:: Task ::
Collect all lines from the listing that include the string "jacket".
* * *
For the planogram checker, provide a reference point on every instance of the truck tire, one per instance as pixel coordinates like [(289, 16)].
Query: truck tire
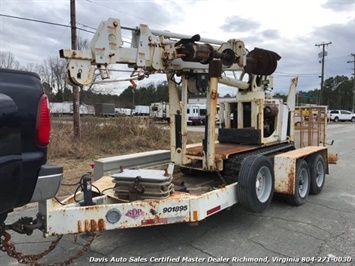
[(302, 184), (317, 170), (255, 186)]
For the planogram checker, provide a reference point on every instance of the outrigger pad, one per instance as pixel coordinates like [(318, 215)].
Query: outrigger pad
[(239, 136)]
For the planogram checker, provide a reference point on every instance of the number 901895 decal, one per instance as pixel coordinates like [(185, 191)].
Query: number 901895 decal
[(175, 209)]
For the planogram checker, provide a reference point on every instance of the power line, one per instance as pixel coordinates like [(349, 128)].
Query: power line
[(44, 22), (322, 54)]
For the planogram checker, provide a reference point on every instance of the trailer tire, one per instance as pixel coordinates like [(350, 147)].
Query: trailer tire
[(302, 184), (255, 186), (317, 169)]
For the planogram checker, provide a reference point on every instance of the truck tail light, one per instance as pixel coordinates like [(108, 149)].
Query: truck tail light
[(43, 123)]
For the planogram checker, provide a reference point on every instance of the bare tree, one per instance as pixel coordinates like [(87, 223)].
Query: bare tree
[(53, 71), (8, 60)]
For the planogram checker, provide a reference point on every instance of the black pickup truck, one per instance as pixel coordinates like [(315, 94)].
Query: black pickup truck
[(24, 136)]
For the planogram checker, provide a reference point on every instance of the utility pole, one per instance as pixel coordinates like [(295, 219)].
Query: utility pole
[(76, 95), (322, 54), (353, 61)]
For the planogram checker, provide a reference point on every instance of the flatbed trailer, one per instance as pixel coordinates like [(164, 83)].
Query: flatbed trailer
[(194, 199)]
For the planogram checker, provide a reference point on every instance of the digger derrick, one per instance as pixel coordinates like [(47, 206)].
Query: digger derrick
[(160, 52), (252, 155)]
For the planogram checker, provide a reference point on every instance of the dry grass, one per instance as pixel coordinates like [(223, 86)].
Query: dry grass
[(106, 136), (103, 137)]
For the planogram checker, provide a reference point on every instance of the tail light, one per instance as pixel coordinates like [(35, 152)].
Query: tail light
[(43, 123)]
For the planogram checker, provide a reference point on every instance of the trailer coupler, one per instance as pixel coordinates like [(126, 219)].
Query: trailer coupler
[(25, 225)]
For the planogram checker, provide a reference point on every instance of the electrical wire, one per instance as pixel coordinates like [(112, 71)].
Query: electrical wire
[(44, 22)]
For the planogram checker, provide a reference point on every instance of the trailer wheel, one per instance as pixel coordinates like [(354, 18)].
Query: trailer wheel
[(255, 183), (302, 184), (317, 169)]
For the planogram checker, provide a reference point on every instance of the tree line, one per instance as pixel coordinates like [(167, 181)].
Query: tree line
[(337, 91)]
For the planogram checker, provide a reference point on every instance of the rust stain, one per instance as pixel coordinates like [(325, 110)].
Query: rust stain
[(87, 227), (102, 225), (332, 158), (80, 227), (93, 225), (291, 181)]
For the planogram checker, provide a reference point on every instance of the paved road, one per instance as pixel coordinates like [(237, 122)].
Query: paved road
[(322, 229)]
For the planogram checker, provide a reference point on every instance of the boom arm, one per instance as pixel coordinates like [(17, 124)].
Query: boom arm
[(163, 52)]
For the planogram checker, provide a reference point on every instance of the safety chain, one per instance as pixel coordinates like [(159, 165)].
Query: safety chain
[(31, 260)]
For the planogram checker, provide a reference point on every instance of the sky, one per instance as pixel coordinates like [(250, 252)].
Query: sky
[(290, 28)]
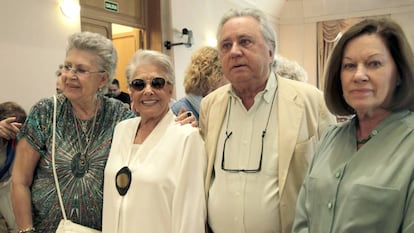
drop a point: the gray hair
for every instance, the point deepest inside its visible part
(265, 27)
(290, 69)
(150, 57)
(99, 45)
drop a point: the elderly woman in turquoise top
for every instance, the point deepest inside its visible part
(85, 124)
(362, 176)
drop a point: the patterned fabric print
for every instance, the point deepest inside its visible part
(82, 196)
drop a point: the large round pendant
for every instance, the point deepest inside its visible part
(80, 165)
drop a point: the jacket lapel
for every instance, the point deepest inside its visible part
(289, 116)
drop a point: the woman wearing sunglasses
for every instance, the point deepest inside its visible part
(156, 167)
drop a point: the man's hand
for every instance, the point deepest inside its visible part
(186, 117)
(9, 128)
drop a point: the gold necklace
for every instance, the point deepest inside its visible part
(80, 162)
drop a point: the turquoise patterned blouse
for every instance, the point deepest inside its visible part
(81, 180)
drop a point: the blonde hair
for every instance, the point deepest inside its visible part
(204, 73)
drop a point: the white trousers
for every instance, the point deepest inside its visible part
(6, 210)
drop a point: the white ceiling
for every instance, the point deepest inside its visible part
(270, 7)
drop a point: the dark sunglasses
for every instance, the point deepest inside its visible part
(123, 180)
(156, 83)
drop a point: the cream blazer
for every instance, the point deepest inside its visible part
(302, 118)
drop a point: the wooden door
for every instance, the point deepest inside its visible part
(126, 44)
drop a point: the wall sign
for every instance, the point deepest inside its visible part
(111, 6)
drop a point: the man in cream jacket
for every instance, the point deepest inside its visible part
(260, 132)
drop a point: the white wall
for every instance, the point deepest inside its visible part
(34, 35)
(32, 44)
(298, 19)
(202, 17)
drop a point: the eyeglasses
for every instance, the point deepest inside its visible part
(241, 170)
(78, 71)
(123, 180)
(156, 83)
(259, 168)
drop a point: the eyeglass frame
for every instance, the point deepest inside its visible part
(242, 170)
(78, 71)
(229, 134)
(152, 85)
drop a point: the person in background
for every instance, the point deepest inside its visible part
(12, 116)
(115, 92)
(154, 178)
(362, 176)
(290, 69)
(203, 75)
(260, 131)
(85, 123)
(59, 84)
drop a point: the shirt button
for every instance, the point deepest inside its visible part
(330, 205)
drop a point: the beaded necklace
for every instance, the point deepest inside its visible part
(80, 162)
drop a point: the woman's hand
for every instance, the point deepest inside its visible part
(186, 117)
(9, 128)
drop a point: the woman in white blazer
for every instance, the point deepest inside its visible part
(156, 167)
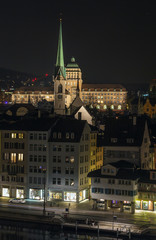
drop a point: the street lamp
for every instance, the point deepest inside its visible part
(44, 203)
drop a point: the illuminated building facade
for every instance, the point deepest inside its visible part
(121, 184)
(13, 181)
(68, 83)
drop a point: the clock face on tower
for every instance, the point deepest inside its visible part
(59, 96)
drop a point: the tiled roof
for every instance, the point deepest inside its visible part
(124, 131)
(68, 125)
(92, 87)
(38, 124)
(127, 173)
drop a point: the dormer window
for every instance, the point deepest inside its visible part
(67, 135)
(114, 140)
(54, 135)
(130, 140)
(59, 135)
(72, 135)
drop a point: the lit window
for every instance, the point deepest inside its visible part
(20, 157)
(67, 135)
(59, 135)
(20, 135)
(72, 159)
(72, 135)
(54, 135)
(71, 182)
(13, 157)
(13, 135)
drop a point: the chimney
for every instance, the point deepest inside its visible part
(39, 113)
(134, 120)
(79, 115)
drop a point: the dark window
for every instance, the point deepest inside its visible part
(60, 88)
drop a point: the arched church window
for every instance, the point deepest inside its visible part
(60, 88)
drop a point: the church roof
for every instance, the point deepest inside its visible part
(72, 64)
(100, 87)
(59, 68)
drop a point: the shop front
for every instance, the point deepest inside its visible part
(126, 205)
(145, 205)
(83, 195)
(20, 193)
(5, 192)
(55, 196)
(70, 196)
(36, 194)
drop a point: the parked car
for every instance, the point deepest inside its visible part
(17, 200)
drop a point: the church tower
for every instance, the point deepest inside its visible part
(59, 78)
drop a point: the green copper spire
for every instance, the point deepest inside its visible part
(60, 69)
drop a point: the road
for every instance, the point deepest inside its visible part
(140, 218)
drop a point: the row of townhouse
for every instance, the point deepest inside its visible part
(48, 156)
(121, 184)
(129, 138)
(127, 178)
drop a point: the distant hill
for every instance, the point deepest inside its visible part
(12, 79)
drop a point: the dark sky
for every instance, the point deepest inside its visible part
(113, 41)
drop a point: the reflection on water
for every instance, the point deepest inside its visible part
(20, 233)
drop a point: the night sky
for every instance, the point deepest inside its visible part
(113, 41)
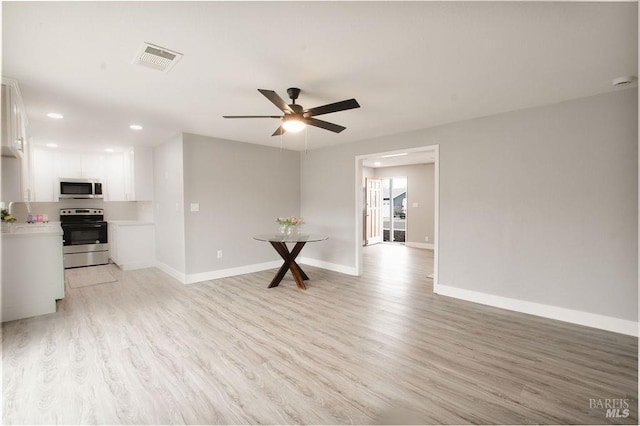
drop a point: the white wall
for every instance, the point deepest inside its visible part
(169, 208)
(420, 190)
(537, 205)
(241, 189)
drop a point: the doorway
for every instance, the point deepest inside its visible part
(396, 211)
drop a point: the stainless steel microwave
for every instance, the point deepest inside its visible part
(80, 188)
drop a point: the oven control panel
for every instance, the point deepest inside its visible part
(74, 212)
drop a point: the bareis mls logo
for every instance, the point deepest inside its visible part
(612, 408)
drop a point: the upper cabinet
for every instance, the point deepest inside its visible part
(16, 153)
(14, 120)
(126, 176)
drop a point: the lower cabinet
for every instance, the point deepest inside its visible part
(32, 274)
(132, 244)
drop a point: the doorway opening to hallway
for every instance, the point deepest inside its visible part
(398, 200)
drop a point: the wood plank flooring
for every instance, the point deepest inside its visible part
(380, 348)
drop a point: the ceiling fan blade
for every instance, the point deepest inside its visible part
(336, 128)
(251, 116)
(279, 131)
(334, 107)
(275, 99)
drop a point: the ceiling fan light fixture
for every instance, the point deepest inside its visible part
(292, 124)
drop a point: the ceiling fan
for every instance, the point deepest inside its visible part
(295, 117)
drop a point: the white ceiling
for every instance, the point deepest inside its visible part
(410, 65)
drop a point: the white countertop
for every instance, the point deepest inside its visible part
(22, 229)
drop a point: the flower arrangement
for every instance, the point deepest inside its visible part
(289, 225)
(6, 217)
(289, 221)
* * *
:: Solved exercise ::
drop a point: the jacket lapel
drop a point: the man in cream jacket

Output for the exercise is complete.